***** Data shown

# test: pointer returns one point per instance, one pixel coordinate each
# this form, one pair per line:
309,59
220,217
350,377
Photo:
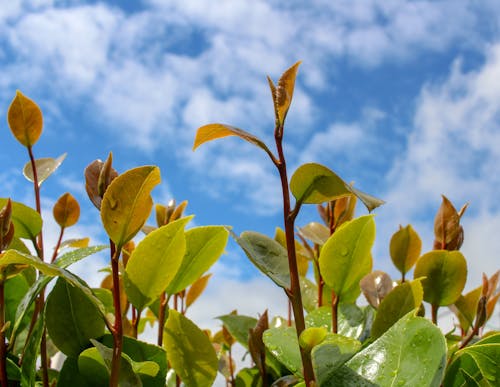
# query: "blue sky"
402,97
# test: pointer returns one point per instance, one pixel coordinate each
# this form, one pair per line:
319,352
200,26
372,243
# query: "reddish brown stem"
117,327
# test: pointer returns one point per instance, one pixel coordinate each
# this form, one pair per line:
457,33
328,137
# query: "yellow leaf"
25,119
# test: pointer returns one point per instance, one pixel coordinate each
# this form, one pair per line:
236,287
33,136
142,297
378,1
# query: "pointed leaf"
375,286
411,353
211,132
154,263
314,183
190,351
71,319
345,258
44,168
283,344
445,274
66,211
405,248
25,119
127,203
27,222
204,245
267,255
401,300
283,92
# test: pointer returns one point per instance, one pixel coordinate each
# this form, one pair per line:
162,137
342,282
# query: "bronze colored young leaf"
445,274
66,210
98,176
127,203
283,92
375,286
44,168
214,131
405,248
25,119
314,183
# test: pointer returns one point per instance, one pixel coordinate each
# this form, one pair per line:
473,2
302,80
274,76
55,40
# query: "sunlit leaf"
204,246
196,289
211,132
154,263
345,258
445,274
44,168
190,351
66,211
405,248
25,119
267,255
314,183
71,319
401,300
375,286
411,353
127,203
27,222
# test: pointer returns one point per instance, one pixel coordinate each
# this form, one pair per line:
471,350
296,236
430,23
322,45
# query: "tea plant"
327,339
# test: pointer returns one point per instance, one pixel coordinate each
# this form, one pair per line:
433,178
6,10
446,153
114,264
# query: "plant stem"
335,312
117,328
3,348
294,293
434,309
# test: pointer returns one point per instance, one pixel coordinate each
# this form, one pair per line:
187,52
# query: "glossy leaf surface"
345,258
267,255
25,119
405,247
154,263
445,274
190,351
412,353
314,183
66,211
127,203
204,245
71,319
44,168
401,300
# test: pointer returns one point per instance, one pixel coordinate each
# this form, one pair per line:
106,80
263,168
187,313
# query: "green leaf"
27,222
405,248
154,262
204,245
314,183
211,132
283,344
331,354
401,300
190,351
238,326
267,255
411,353
345,258
480,361
71,319
25,119
445,274
127,203
28,368
44,168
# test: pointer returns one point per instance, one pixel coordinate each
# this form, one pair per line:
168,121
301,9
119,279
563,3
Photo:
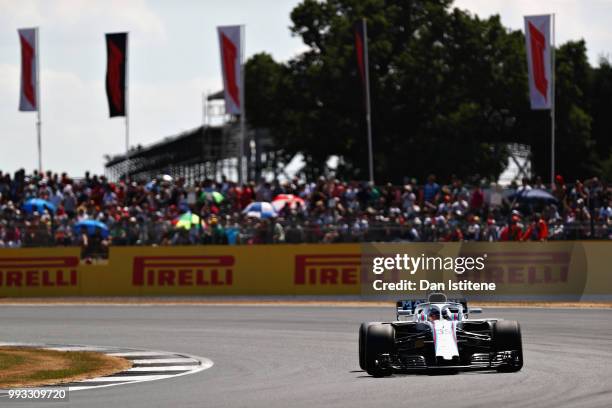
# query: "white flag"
28,99
537,36
231,66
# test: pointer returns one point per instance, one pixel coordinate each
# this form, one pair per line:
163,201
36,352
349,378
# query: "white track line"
164,360
163,368
138,353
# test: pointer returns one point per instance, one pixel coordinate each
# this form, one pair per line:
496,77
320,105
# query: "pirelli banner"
530,271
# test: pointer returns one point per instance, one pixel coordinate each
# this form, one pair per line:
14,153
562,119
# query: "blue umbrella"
260,209
38,204
91,226
535,195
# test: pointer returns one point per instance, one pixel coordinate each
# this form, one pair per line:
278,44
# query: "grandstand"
209,151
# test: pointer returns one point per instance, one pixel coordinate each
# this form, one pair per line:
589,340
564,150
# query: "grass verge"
32,367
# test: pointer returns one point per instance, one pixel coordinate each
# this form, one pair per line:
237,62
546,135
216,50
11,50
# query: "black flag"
116,66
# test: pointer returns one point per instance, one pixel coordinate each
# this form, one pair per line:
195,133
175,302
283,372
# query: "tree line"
449,92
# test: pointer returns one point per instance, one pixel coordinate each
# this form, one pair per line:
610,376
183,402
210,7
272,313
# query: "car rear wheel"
380,340
363,335
507,338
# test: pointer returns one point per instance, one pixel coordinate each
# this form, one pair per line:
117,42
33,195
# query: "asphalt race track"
272,356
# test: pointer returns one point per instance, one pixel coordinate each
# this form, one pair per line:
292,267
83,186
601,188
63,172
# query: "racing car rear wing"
407,307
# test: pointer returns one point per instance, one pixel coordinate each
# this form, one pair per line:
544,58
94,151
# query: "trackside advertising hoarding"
571,271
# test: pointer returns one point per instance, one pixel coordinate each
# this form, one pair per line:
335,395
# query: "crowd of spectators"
144,212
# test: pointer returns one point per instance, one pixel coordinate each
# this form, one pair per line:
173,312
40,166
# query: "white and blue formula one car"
436,333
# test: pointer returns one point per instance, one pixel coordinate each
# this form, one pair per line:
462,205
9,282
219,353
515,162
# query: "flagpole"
552,109
127,110
368,112
38,120
242,108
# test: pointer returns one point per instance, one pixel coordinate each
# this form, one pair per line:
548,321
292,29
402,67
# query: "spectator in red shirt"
513,231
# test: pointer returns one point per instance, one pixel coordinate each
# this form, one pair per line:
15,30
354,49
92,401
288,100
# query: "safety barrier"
570,270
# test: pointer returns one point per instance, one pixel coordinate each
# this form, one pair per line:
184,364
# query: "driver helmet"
434,314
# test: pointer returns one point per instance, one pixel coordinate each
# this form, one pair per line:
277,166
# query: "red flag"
116,66
29,70
537,36
231,66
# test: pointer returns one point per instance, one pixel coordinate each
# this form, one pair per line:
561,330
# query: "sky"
173,60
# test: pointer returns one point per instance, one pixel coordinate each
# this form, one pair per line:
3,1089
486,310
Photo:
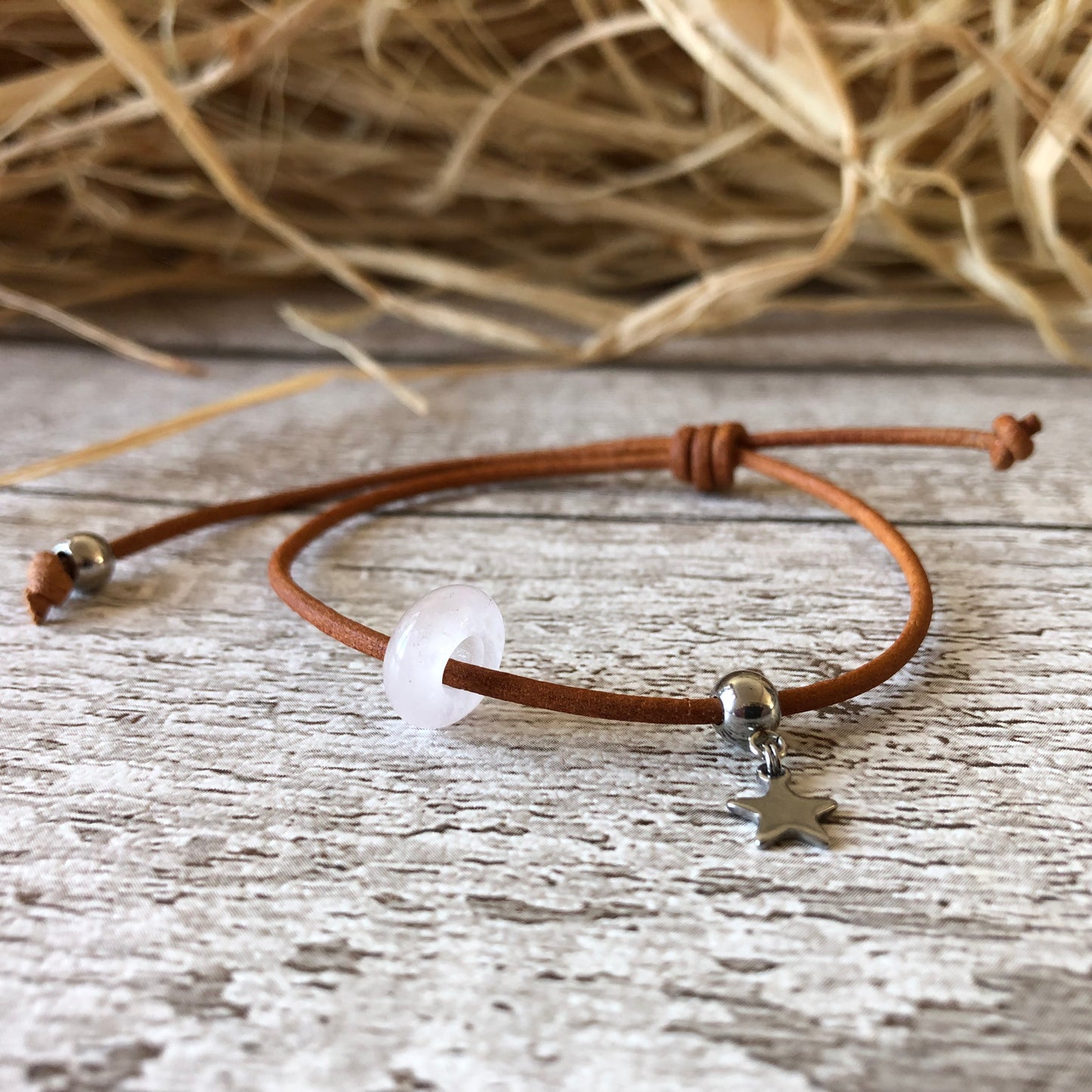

**********

[What is needed]
Write every entry out again exactly, dropping the pictures.

[Result of this task]
# test: pointer returns one point per instance, one pixel coordinate each
# this form, one pair per line:
309,59
220,217
350,377
Photo:
# query: "blue sky"
402,97
# test: pointer returns one point per instance, one pixel coordinate each
# this form, one pair per line:
319,352
200,26
372,243
# query: "reddish brown stem"
117,327
# test: pointer returns one point per instance, one pixel coordinate each
# this form, one pair per line:
457,33
328,137
# query: "yellow leaf"
25,119
# test: pointer returns one point per instance, one pixel coordinate each
# this form, one pair per line:
236,287
33,136
142,297
378,1
# query: "pointed leaf"
375,286
411,353
211,132
154,263
314,183
190,351
71,319
345,258
44,168
283,344
445,274
66,211
405,248
25,119
127,203
27,222
204,245
267,255
401,300
283,92
# test: pointer returns one point per instance, one pixel coordinate each
# this form, one pair per line:
162,137
342,282
# query: "bronze colored young leaf"
445,274
66,210
98,176
127,203
283,92
375,286
44,168
214,131
405,248
25,119
314,183
# test: pointer returns one point per instance, one pixel coordinate each
# this form, one pair per line:
473,2
302,80
274,76
55,40
# query: "sunlit leaf"
204,246
196,289
211,132
154,263
345,258
445,274
44,168
190,351
66,211
405,248
25,119
267,255
314,183
71,319
401,300
375,286
411,353
127,203
27,222
# test: pointer returns one point per instance, one pixel coordinate each
# this form, one pair per line:
471,350
296,236
430,23
322,45
# query: "tea plant"
327,339
# test: pointer returns one point per instance, one pixel coordinate each
# this form, one pair per line:
433,178
6,10
446,153
114,264
# query: "plant stem"
335,312
117,328
3,348
294,293
434,309
# test: pointer returns one point per instance, one pixel coordinate each
# this form, one pair per line:
187,52
# query: "glossy leaf surface"
345,258
267,255
25,119
405,247
154,263
445,274
190,351
412,353
314,183
66,211
127,203
204,245
71,319
44,168
401,300
# test: pointer returns one point per instance, one pixel coordinate each
# this form, one pair per line:
106,80
263,168
187,313
# query: "green leaf"
27,222
405,248
154,262
204,245
314,183
211,132
283,344
331,354
401,300
190,351
238,326
267,255
411,353
345,258
480,361
71,319
25,119
445,274
127,203
28,368
44,168
# test: pointer returns one point per instance, one pixel coordinate each
# this form, one pair per line:
168,121
301,9
119,279
563,3
Photo:
# query: "white flag"
28,99
537,36
231,66
# test: pointer returns one point per instance, one pixel coordinate each
# this form, one pair per line:
163,201
36,352
349,378
# query: "white track line"
164,360
163,368
138,353
# test: pointer returns one point per instance, one pixel coordinate each
# this form, one pair per line:
496,77
320,105
# query: "pirelli banner"
530,271
# test: pointer returns one point per instance, one pixel coordinate each
# this form, one pair per line:
14,153
562,119
# query: "blue umbrella"
260,209
38,204
91,226
535,195
# test: pointer returns one point per instance, one pixel coordinate each
# this form, one pair per line:
278,44
# query: "grandstand"
209,151
# test: pointer returns one point per instance, one pixel coordinate each
# this form, one pair per line:
589,340
564,150
# query: "grass verge"
32,367
# test: pointer returns one point per instance, one pixel coordinate each
# this form, one pair per line:
237,62
546,135
216,50
11,50
# query: "black flag"
116,66
# test: pointer returns one point per instance, one pixel coordinate each
# this form, one pair per line:
195,133
175,302
283,372
# query: "tree line"
449,92
# test: pointer returns one point per instance, one pixel coordinate each
# this form, one pair per line:
610,376
183,402
210,7
272,313
# query: "car rear wheel"
380,340
363,335
507,338
# test: pointer returns one point per instance, one pixel coordinate each
# this form, one pair per line:
117,42
33,195
# query: "asphalt race track"
272,356
# test: pointer returns one point per instance, one pixel coordinate each
# this form, one pair per line:
292,267
83,186
601,188
63,172
# query: "racing car rear wing"
407,307
# test: pointer returns one point per instance, one pixel coordinate each
# this form, one pair per line:
544,58
94,151
# query: "trackside advertising hoarding"
571,271
# test: pointer returns one point per instance, one pixel coordinate each
# this form, one pair per line:
335,395
# query: "crowd of spectators"
144,212
# test: pointer returns one point per instance, one pixel coordinate each
# this form, one pair per line:
173,312
40,166
# query: "white and blue formula one car"
436,333
# test: pointer returns one point per instance, one pixel coordinate each
# this form, one pair per line:
462,205
9,282
219,353
515,162
# query: "flagpole"
552,109
127,110
368,112
38,120
242,108
# test: pointer returns one point per instance, one pixel coordinate each
# this form, one pair per line:
548,321
292,29
402,67
# query: "spectator in red shirt"
513,231
# test: pointer returns one point per instance, one pixel coordinate each
# this form, one pair per line:
15,30
354,49
92,401
288,100
# query: "safety barrier"
570,270
# test: pointer returns one point per instance, one pixel coordinate each
# this form, one pair per line:
184,364
# query: "driver helmet"
434,314
# test: pointer returns one point per instance, one pixel coordinate each
# this form, one pair per line:
277,166
# query: "red flag"
116,66
29,70
537,36
231,66
# test: pointer returns one point per instance, one pixel coordinate each
# this form, one pair per line:
561,330
# query: "sky"
173,60
# test: pointer returns one point per instance, one pixel coordinate each
# this form, one pair per line:
3,1089
486,310
Photo:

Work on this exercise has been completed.